§ **YOUR TASK**: Put every line of the records below into a numbered list. Skip blank lines and leave the pictures out.

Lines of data
━━━━
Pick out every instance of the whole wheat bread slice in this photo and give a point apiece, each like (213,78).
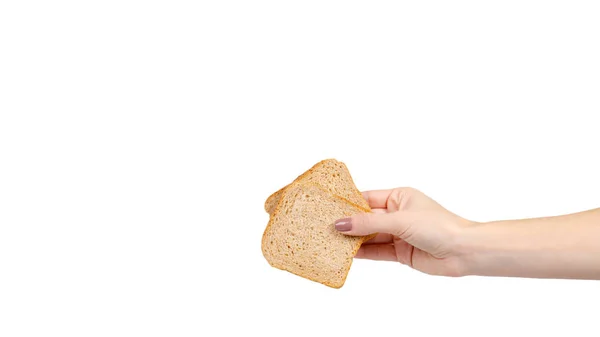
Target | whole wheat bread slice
(301,238)
(332,175)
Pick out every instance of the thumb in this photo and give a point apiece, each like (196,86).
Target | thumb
(369,223)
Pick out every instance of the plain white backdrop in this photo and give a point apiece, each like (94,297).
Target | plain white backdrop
(140,139)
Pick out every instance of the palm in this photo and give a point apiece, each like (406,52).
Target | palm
(427,252)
━━━━
§ **OUTPUT**:
1. Pick out every instance of the whole wheat bread slice in this photo and give a point apiece, each like (213,78).
2. Target | whole wheat bread slice
3. (301,238)
4. (332,175)
5. Pick out every instance of the thumb in this photo and give a point apiece, each like (196,86).
6. Target | thumb
7. (369,223)
8. Pick out every instance of the plain white backdrop in this photo and give a point apiece, each like (94,297).
9. Target | plain white backdrop
10. (140,139)
11. Pick out every instance of the palm in this photo and give a point apiece, each like (406,52).
12. Target | palm
13. (427,252)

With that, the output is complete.